▸ **AIM**: Return, unchanged, the part of the material below that opens with the line containing "[tag] snow on stall roof: a pin per instance" and closes with the last line of the material. Include both ends.

▸ **PROVIDED RECORDS**:

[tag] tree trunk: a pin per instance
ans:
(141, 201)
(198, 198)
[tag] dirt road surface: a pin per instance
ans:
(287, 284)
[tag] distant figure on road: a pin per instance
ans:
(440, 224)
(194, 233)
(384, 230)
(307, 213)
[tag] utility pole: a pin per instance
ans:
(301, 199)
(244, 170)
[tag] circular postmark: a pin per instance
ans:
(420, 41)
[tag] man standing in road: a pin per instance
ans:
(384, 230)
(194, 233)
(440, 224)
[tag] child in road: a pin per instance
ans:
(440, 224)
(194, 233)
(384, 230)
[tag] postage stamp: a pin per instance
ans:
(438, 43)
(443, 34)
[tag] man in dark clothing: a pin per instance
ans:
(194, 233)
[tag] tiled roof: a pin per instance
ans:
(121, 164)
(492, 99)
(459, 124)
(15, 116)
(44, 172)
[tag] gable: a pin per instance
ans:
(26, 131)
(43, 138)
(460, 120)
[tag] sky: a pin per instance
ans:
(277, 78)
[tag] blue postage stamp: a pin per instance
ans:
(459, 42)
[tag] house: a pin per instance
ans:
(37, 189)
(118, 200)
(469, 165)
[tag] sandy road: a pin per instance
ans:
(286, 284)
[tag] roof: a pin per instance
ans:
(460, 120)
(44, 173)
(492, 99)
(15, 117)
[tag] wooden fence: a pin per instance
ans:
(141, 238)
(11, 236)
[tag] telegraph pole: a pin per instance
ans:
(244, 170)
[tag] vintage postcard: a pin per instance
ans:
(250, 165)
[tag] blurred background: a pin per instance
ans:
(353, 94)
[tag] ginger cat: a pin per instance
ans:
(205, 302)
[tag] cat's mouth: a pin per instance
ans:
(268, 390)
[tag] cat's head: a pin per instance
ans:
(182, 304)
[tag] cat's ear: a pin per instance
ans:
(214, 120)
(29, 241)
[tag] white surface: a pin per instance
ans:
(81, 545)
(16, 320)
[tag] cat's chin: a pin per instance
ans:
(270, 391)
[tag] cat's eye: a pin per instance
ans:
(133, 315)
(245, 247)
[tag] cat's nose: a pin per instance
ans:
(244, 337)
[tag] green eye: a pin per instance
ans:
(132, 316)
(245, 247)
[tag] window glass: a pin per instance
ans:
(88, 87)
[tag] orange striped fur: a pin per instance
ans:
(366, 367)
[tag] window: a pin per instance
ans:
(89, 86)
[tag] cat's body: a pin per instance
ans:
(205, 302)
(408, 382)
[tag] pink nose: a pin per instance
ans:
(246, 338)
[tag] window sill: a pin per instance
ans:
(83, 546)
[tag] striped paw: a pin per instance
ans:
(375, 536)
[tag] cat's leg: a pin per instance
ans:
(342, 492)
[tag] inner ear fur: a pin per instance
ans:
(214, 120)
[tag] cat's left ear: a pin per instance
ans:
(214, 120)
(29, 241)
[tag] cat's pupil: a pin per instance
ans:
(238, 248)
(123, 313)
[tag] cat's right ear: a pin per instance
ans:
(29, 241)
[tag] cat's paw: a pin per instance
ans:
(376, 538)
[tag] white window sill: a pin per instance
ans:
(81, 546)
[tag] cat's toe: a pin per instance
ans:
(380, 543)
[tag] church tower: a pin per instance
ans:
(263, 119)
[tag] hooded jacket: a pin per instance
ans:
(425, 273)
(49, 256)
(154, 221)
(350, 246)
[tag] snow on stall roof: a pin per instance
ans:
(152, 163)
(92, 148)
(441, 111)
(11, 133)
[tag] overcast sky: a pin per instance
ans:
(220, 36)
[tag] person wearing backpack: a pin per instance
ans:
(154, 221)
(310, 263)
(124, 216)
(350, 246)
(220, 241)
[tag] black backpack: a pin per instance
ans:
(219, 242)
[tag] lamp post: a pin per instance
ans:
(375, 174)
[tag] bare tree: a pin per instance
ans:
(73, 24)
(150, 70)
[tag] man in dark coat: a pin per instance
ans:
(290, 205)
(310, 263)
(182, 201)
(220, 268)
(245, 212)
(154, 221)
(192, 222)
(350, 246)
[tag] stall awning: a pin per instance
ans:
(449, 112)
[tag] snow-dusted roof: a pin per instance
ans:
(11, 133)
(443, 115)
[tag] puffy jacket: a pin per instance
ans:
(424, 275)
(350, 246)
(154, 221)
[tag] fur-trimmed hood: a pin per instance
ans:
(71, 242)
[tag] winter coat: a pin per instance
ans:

▸ **WRITTEN ANSWER**:
[tag] snow on stall roof: a pin per instance
ans:
(152, 163)
(92, 148)
(441, 111)
(11, 133)
[tag] overcast sky: a pin per instance
ans:
(220, 36)
[tag] person wearing backpack: a pin per instance
ans:
(154, 221)
(310, 263)
(124, 216)
(350, 246)
(220, 241)
[tag] black backpack: a pin per instance
ans:
(219, 242)
[tag] lamp post: a pin per instance
ans:
(375, 174)
[tag] bare tree: a pin per instance
ans:
(73, 24)
(150, 70)
[tag] man in dark coat: a pin per instance
ans:
(290, 205)
(310, 263)
(182, 201)
(220, 268)
(245, 212)
(154, 221)
(192, 222)
(350, 246)
[tag] stall awning: a pin per instance
ans:
(449, 112)
[tag] snow-dusted roof: a pin per instance
ans:
(11, 133)
(443, 115)
[tag] puffy jacket: a pin per instance
ans:
(424, 275)
(350, 246)
(154, 221)
[tag] fur-trimmed hood: a pin per instance
ans:
(71, 242)
[tag] winter coat: a pin per instance
ans:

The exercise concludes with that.